Reply with one number: the count of lines in the data that hold the string "wheel".

**AVAILABLE RECORDS**
----

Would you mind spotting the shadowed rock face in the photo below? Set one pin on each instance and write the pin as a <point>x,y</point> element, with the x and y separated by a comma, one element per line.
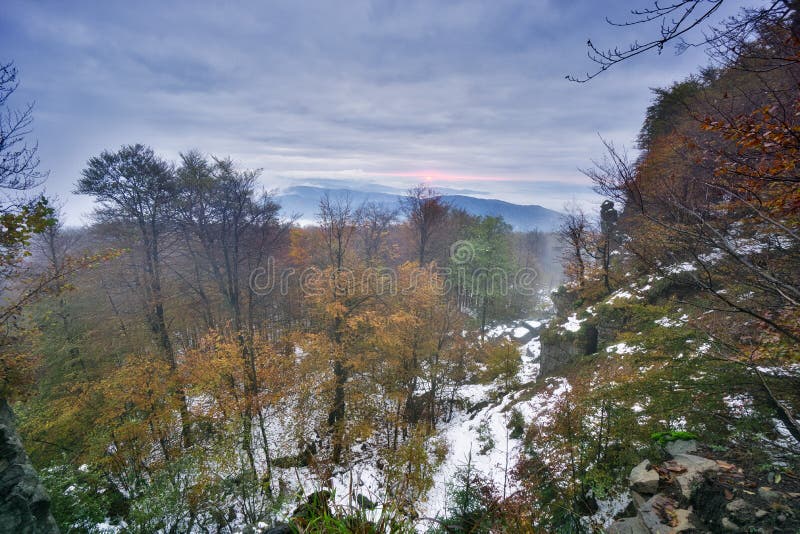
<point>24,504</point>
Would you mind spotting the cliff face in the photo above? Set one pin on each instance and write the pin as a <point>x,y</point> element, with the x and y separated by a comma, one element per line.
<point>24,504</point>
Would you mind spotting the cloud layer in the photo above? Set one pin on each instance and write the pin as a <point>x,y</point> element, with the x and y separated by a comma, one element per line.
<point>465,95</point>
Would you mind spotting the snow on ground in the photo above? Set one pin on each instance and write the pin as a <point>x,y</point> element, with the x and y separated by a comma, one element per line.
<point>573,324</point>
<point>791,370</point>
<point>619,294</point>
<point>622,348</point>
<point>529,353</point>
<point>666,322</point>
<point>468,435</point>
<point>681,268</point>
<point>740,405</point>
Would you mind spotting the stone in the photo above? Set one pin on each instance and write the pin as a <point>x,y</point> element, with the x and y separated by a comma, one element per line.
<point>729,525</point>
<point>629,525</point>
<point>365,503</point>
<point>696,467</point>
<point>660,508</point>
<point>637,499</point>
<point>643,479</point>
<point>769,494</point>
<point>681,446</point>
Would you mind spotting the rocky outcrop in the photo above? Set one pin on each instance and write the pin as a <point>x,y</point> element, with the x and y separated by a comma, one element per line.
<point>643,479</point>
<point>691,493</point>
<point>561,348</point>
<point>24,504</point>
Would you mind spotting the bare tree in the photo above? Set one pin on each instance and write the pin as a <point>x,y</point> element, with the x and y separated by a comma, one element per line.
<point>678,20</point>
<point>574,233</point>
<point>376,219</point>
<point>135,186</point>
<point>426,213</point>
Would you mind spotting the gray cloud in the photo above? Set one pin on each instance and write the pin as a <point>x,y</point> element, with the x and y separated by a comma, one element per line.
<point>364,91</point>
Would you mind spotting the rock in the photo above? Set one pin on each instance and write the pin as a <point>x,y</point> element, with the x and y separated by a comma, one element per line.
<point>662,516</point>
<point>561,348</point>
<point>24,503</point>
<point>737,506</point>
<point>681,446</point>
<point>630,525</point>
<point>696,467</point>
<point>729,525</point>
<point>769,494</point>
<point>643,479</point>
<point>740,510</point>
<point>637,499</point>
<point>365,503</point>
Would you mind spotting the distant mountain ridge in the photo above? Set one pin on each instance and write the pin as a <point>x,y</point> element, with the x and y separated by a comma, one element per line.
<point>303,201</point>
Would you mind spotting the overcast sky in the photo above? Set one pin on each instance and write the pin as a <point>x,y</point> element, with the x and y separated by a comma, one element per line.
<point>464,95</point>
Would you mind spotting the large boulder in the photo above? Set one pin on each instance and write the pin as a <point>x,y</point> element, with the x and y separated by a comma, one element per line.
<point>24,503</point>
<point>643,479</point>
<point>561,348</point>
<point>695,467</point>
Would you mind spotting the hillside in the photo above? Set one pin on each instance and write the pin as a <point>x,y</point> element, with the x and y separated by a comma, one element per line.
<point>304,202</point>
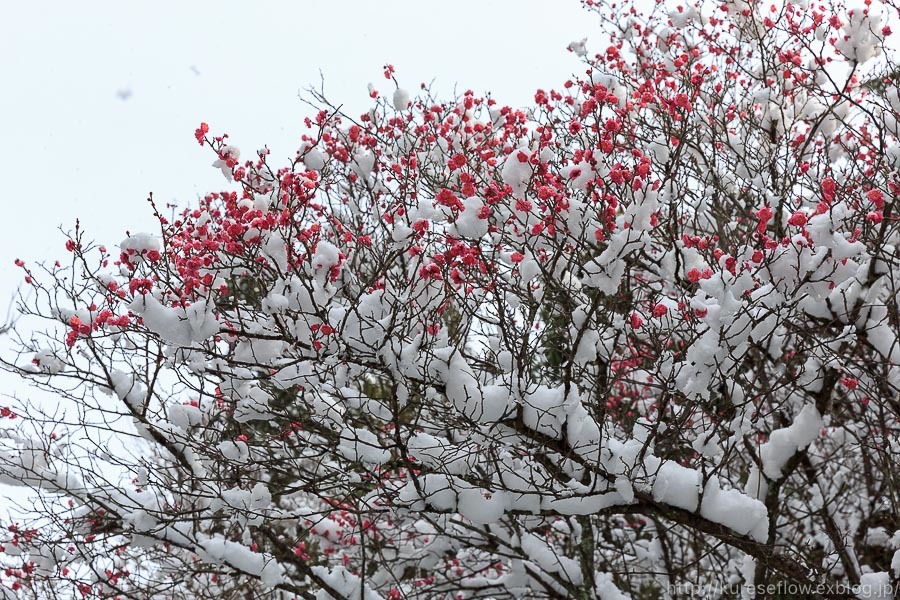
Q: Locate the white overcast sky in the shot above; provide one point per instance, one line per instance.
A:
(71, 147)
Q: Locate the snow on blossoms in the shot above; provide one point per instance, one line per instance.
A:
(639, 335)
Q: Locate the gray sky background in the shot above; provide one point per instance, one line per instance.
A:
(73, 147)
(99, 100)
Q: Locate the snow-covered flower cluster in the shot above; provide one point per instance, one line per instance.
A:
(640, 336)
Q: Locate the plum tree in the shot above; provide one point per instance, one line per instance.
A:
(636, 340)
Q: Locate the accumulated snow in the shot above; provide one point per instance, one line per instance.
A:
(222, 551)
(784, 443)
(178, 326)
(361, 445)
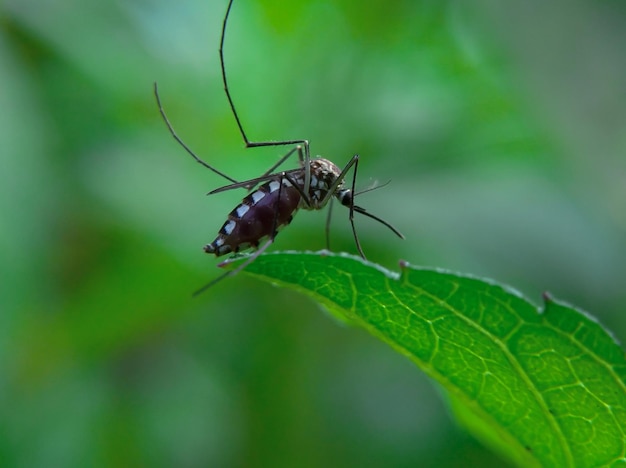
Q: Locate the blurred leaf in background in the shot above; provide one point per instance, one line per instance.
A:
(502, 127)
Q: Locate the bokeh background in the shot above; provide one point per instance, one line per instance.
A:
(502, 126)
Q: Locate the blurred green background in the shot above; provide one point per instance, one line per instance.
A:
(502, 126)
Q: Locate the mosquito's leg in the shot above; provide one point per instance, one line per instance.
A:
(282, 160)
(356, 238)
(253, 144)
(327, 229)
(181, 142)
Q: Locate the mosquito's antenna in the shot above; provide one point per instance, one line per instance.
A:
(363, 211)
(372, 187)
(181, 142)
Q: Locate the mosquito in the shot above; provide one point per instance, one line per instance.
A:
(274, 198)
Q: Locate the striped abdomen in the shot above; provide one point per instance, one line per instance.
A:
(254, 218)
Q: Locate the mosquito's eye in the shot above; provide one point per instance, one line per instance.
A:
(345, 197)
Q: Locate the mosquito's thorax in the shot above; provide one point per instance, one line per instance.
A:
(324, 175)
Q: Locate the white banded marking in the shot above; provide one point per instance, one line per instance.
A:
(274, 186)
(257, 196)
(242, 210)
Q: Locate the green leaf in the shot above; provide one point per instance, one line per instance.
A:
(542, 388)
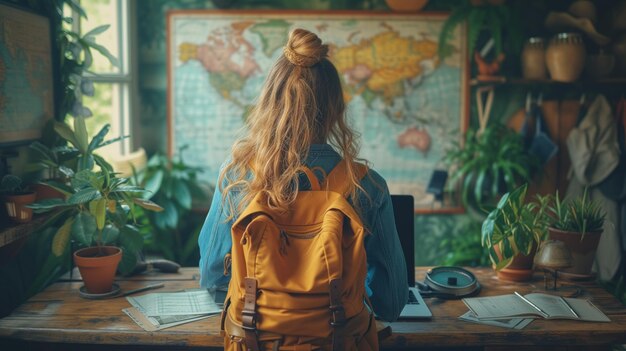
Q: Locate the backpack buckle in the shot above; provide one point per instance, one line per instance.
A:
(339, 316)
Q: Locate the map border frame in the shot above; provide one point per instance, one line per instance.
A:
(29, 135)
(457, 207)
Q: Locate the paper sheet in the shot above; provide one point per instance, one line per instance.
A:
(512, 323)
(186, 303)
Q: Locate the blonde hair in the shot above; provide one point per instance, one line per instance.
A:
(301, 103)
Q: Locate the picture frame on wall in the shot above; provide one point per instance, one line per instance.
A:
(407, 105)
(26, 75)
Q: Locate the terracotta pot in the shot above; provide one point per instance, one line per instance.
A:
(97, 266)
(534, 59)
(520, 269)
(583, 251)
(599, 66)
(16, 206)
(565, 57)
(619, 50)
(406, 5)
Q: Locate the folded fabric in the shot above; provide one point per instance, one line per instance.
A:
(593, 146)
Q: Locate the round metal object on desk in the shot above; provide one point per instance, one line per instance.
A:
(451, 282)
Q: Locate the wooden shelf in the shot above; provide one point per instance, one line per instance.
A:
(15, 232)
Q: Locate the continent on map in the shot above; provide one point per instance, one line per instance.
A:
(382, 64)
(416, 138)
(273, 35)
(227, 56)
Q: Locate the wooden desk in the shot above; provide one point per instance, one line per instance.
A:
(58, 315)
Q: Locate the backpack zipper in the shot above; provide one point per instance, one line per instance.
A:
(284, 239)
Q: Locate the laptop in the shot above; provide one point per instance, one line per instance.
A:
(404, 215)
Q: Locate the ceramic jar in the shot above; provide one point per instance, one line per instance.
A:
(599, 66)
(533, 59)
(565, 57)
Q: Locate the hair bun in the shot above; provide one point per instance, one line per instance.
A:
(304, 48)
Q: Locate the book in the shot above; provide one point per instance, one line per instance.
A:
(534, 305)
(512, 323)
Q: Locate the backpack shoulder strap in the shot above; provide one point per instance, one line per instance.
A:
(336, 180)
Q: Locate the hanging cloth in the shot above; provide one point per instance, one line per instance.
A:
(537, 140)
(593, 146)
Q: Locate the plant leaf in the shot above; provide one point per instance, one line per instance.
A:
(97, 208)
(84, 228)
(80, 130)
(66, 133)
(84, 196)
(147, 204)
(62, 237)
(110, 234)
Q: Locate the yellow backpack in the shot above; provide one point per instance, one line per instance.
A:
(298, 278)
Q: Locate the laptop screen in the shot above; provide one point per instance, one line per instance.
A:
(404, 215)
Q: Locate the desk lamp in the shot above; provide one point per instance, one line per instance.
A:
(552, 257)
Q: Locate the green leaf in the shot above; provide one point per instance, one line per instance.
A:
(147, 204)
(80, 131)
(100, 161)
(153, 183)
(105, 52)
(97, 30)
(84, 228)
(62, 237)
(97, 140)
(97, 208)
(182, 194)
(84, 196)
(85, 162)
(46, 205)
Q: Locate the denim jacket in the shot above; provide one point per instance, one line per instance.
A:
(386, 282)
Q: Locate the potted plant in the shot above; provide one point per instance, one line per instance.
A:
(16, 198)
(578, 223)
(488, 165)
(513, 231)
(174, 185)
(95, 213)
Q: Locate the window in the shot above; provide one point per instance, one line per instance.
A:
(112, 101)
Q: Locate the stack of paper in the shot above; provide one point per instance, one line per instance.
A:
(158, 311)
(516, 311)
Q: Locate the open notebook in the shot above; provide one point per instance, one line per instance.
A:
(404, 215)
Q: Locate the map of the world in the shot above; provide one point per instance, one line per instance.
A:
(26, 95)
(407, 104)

----

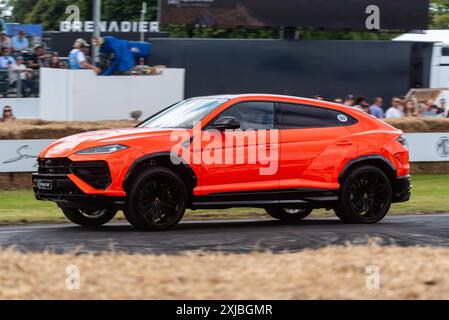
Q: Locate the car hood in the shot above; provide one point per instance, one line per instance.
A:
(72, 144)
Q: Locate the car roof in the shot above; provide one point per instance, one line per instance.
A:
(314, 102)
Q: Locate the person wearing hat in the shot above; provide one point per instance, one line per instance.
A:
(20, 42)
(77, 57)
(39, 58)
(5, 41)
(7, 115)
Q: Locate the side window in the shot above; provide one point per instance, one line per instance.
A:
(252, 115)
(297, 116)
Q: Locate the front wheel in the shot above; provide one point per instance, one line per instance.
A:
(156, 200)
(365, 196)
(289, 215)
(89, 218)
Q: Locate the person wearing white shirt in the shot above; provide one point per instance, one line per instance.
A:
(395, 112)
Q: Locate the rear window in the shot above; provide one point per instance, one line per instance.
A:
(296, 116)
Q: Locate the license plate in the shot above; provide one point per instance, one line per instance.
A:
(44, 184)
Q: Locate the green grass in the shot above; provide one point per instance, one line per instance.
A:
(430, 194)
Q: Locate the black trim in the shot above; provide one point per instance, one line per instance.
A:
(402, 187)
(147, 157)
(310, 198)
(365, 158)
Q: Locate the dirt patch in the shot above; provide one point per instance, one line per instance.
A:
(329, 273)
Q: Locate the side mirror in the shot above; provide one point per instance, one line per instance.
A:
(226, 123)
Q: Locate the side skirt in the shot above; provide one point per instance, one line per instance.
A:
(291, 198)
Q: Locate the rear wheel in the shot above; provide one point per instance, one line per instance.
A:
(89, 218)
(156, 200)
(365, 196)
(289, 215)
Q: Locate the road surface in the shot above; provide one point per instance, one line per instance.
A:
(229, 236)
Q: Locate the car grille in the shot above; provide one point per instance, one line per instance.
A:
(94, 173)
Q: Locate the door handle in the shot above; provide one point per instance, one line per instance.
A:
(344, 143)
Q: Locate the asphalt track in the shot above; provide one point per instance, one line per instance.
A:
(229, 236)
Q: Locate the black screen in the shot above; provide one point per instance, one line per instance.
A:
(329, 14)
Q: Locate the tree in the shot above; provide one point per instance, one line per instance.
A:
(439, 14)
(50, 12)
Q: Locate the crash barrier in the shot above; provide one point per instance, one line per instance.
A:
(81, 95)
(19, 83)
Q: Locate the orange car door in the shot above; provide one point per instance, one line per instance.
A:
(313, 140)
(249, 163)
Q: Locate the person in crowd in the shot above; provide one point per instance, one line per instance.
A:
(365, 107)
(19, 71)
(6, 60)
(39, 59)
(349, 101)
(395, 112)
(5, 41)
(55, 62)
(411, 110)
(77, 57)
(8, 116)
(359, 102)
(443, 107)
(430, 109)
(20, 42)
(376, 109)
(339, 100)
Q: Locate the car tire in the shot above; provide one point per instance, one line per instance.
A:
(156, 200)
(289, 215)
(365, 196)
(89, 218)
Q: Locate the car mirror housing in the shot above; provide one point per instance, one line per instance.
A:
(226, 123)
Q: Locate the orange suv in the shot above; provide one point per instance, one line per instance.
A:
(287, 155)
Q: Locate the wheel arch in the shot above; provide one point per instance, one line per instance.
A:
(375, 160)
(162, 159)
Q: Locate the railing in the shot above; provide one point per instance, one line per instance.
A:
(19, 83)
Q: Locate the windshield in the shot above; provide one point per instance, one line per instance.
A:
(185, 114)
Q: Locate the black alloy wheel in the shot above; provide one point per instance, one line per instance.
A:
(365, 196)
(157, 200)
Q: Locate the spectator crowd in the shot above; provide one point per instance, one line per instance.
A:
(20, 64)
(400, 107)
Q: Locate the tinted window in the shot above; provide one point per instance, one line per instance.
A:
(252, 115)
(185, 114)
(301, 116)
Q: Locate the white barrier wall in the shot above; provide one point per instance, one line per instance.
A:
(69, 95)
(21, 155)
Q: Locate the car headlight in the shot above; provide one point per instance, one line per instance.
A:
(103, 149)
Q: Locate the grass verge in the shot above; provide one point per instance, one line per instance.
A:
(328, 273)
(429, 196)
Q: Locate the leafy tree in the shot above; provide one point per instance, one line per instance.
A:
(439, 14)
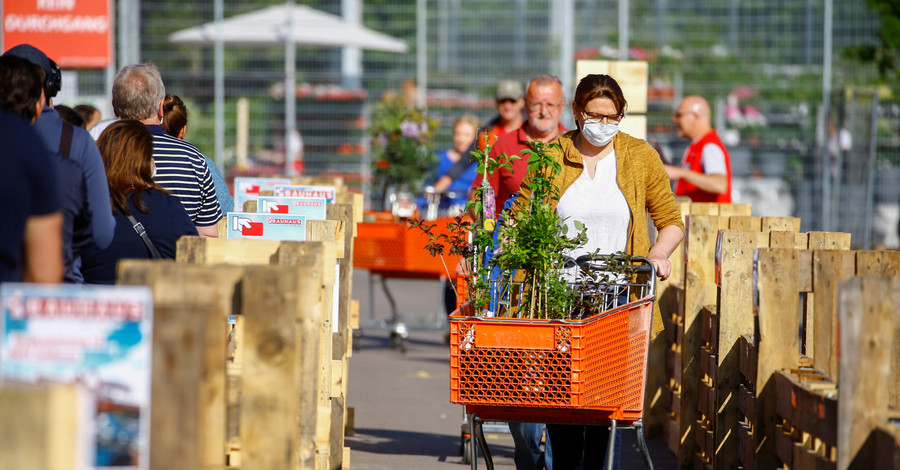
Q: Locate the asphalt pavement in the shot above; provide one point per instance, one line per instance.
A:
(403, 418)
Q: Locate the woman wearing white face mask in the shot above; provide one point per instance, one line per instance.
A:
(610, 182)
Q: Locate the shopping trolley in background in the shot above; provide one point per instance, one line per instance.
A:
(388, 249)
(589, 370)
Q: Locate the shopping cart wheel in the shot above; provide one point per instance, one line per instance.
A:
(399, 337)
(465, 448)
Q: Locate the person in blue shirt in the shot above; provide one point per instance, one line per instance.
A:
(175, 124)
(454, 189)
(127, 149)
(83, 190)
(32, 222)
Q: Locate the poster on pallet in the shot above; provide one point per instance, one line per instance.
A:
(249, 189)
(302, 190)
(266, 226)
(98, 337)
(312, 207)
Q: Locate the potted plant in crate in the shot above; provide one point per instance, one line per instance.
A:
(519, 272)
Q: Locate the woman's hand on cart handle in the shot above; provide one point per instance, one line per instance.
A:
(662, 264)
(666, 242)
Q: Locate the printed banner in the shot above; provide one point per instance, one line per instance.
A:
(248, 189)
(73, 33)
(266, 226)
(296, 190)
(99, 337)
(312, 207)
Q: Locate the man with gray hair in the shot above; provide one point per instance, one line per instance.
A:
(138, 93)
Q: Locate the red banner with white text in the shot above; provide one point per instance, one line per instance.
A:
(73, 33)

----

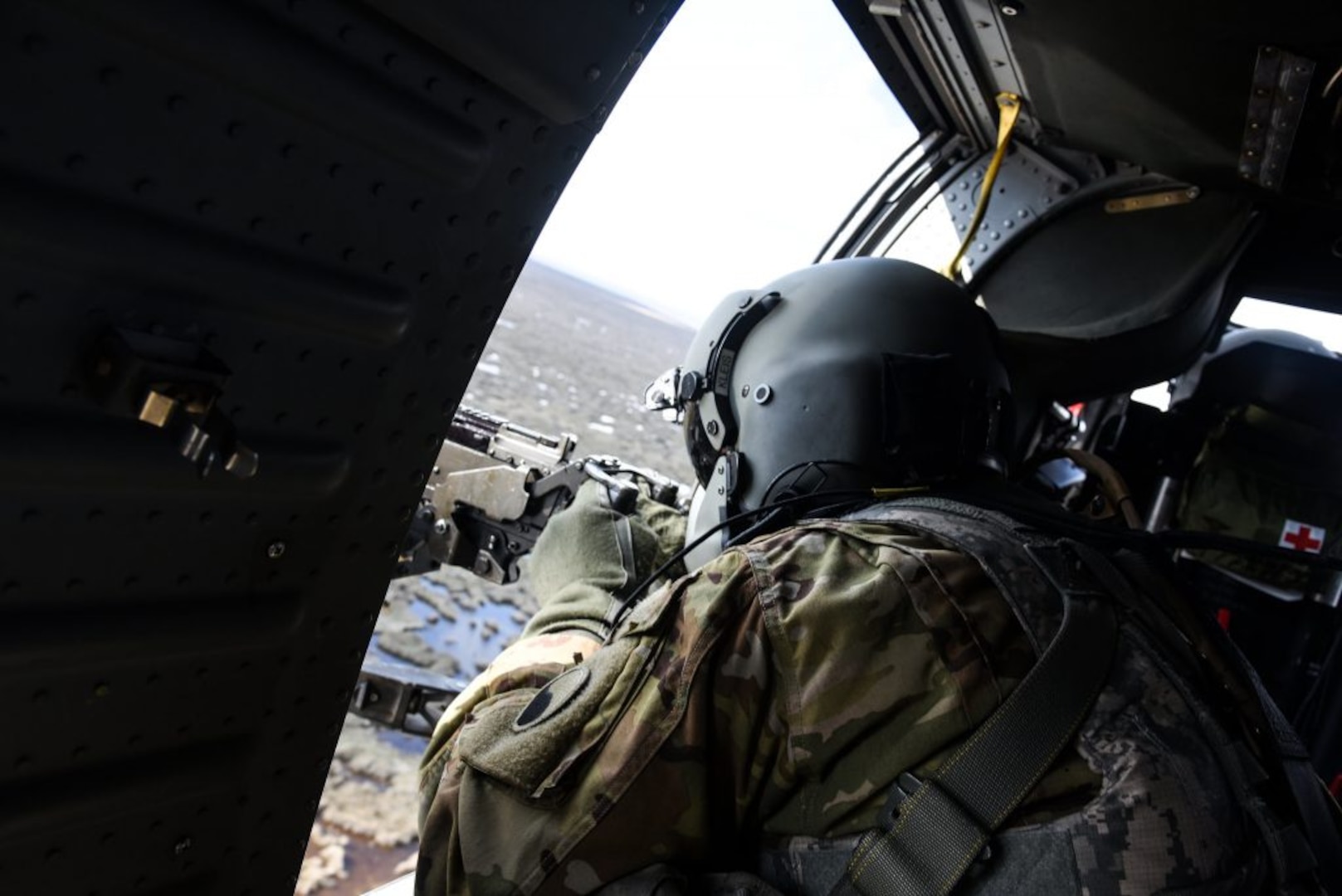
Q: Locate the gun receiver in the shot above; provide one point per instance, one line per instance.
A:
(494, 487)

----

**PROBLEM SOLUTION**
5